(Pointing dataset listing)

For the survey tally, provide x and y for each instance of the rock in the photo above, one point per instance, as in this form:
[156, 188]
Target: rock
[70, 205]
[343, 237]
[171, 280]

* _EXERCISE AIM_
Update the listing by changing every "rock" to "stone", keeping everything else unchanged.

* _EXPECTED ANSWER_
For the survey tally, provide x and y for each instance of the stone in the photo above, one point per instance, as in this form:
[156, 188]
Target: stone
[70, 205]
[343, 237]
[171, 280]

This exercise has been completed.